---- Dataset content

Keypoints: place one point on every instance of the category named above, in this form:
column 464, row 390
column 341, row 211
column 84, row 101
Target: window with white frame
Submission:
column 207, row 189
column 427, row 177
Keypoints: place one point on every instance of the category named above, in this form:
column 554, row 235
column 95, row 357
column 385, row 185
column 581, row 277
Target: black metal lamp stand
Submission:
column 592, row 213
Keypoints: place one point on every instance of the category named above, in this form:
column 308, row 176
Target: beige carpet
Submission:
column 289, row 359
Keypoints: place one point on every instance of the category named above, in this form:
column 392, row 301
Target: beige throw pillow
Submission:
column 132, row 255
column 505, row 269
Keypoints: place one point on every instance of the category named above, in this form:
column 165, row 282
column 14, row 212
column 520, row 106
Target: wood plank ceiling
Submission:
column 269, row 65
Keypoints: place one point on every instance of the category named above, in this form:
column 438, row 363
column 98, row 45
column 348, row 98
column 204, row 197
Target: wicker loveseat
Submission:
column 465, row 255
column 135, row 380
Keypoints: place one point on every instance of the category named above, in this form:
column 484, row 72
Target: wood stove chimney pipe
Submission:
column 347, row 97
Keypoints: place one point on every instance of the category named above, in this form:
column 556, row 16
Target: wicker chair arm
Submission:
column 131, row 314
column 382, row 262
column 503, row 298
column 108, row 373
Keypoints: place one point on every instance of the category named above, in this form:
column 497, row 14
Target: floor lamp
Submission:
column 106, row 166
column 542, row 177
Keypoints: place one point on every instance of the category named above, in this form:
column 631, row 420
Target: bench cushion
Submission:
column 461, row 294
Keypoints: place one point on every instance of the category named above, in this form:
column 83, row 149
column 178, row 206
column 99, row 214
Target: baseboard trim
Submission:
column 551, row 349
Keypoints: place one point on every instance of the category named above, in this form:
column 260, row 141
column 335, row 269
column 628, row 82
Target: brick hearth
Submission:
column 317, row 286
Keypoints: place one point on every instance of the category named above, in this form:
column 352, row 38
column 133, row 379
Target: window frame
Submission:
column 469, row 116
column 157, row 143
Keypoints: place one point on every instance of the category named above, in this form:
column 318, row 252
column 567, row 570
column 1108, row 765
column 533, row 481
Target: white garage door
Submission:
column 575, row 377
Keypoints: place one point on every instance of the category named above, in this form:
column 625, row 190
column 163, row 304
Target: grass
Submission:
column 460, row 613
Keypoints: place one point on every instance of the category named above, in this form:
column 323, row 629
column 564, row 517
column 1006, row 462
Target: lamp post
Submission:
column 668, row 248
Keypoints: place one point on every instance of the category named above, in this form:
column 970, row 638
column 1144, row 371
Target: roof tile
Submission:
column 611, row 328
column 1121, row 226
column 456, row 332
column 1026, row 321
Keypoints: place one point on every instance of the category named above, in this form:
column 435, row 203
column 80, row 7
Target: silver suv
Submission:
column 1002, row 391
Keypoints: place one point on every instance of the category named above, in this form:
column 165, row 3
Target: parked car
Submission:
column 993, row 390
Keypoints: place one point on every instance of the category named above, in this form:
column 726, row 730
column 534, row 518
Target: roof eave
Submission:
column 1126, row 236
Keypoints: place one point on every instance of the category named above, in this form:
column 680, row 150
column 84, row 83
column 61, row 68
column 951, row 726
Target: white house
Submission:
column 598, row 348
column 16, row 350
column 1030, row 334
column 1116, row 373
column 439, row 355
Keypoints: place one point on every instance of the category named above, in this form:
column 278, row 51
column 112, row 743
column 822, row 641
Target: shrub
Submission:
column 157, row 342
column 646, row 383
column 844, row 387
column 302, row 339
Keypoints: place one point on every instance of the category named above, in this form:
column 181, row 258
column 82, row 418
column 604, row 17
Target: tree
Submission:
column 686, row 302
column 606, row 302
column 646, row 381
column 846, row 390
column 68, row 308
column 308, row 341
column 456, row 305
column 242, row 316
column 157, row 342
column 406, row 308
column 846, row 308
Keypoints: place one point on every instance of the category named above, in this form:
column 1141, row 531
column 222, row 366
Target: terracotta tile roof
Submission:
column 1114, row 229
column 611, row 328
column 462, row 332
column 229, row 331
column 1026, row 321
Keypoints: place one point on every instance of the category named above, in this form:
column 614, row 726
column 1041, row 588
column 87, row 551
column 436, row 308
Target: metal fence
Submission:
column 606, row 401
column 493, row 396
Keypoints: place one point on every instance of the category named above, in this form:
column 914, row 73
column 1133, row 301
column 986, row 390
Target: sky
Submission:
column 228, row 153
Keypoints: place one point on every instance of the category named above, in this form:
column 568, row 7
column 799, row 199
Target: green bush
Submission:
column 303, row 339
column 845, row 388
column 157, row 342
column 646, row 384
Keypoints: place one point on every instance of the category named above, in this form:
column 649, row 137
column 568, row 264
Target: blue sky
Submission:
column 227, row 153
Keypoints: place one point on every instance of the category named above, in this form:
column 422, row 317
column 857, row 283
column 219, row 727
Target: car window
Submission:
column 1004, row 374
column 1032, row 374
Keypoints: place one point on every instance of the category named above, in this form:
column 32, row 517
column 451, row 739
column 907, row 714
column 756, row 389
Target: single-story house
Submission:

--------

What to work on:
Copy out every item above word for word, leaving nothing out and changing nothing.

Written answer:
Keypoints: place one point on every instance of the category named above, in this form:
column 464, row 390
column 341, row 211
column 84, row 101
Target: window with white frame
Submission:
column 207, row 189
column 427, row 177
Keypoints: place one point on every instance of the category named above, in this form:
column 554, row 235
column 95, row 357
column 385, row 185
column 581, row 277
Target: black metal lamp stand
Submission:
column 592, row 213
Keypoints: place one point on every instance of the category named above, in this form:
column 308, row 176
Target: beige carpet
Submission:
column 289, row 359
Keypoints: place one point on every instance of the category named above, in this form:
column 392, row 301
Target: beige throw pillow
Submission:
column 132, row 255
column 505, row 269
Keypoints: place one point on every instance of the category named above, in this form:
column 165, row 282
column 14, row 212
column 520, row 106
Target: wood plank ceiling
Submission:
column 269, row 65
Keypoints: place one point on every instance of the category named above, in this form:
column 438, row 363
column 98, row 45
column 348, row 98
column 204, row 197
Target: wicker loveseat
Submission:
column 465, row 255
column 135, row 380
Keypoints: place one point on every instance of the category named above, in this form:
column 484, row 72
Target: wood stove chimney pipe
Submission:
column 347, row 97
Keypoints: place one point on every instance of the category named above, in this form:
column 556, row 16
Target: wicker chair arm
Submission:
column 131, row 314
column 382, row 262
column 503, row 298
column 108, row 373
Keypoints: place one point on every instance of the category named above, in this form:
column 497, row 14
Target: floor lamp
Submission:
column 106, row 166
column 542, row 177
Keypoints: place one point on every instance of the category named above, in this form:
column 631, row 420
Target: bench cushion
Submission:
column 461, row 294
Keypoints: place one point on every instance of the category named above, in this form:
column 83, row 149
column 178, row 206
column 99, row 214
Target: baseboard trim
Submission:
column 551, row 349
Keypoints: place one point on every instance of the category named above, in this form:
column 260, row 141
column 335, row 269
column 628, row 82
Target: brick hearth
Submission:
column 317, row 286
Keypoints: place one point on every instance of the category named above, in this form:
column 352, row 38
column 133, row 379
Target: window frame
Submission:
column 469, row 116
column 157, row 143
Keypoints: place one point on every instance of the category named above, in this form:
column 318, row 252
column 567, row 570
column 1108, row 765
column 533, row 481
Target: white garage door
Submission:
column 575, row 377
Keypoints: place one point on every instance of the category named above, in this form:
column 625, row 190
column 163, row 304
Target: grass
Submission:
column 460, row 613
Keypoints: place one point on every instance of the category named above, in this form:
column 323, row 629
column 564, row 517
column 1006, row 462
Target: lamp post
Submission:
column 668, row 248
Keypoints: place one point on every instance of the category named above, in this form:
column 970, row 638
column 1144, row 371
Target: roof tile
Submission:
column 611, row 328
column 1121, row 226
column 456, row 332
column 1026, row 321
Keypoints: place one point on every instance of the category named above, in this form:
column 435, row 203
column 80, row 7
Target: silver suv
Submission:
column 1002, row 391
Keypoints: place one point on every instance of the category named above, in this form:
column 165, row 3
Target: parked car
Submission:
column 993, row 390
Keypoints: place one point on every instance of the category named above, in this form:
column 726, row 730
column 534, row 518
Target: roof eave
Submission:
column 1126, row 236
Keypoints: place one point on every instance of the category named above, in this form:
column 680, row 150
column 84, row 83
column 61, row 68
column 951, row 726
Target: white house
Submission:
column 598, row 348
column 16, row 350
column 1030, row 334
column 1116, row 373
column 439, row 355
Keypoints: place one point on every instance of the category named above, in this form:
column 278, row 51
column 112, row 743
column 822, row 641
Target: shrub
Submission:
column 157, row 342
column 646, row 383
column 844, row 387
column 302, row 339
Keypoints: place one point on every instance of the category named above, in this form:
column 181, row 258
column 82, row 418
column 604, row 17
Target: tree
Submission:
column 686, row 302
column 606, row 302
column 646, row 381
column 846, row 390
column 68, row 308
column 308, row 341
column 456, row 305
column 242, row 316
column 157, row 342
column 406, row 308
column 846, row 308
Keypoints: place one point on every instance of the category named above, in this form:
column 1141, row 531
column 222, row 366
Target: terracotta tile roof
Submission:
column 1114, row 229
column 611, row 328
column 462, row 332
column 229, row 331
column 1026, row 321
Keypoints: place one point on every instance of the category named above, in this form:
column 614, row 726
column 1041, row 588
column 87, row 551
column 436, row 308
Target: metal fence
Submission:
column 606, row 401
column 493, row 396
Keypoints: place one point on every instance of the category named above, in this form:
column 914, row 73
column 1133, row 301
column 986, row 390
Target: sky
Submission:
column 228, row 153
Keypoints: place one point on every instance of the category named above, in this form:
column 568, row 7
column 799, row 199
Target: green bush
Submission:
column 303, row 339
column 845, row 388
column 157, row 342
column 646, row 384
Keypoints: place one point on every instance of the category named above, in this form:
column 649, row 137
column 568, row 264
Target: blue sky
Submission:
column 227, row 153
Keypoints: place one point on every instance of the category named above, in this form:
column 422, row 317
column 857, row 283
column 219, row 727
Target: car window
Submission:
column 1004, row 374
column 1032, row 374
Keypoints: place one point on every instance of the category named above, in this form:
column 32, row 517
column 451, row 739
column 907, row 714
column 756, row 389
Target: single-story house
Submission:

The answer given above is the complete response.